**WHAT IS REQUIRED:** Reproduce the entries that follow verbatim, down to the final line.

[Dataset records]
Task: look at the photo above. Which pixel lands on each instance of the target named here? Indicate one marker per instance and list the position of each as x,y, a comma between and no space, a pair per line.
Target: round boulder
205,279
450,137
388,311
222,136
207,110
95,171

**ANSWER AREA:**
Task: look at the photo above. Which pixel lands on each instance of the target named here? Indicate one marker per instance and list the position of each as x,y, a comma between and no space, a pair per line.
Target: round boulder
205,279
450,137
388,311
222,136
207,110
95,171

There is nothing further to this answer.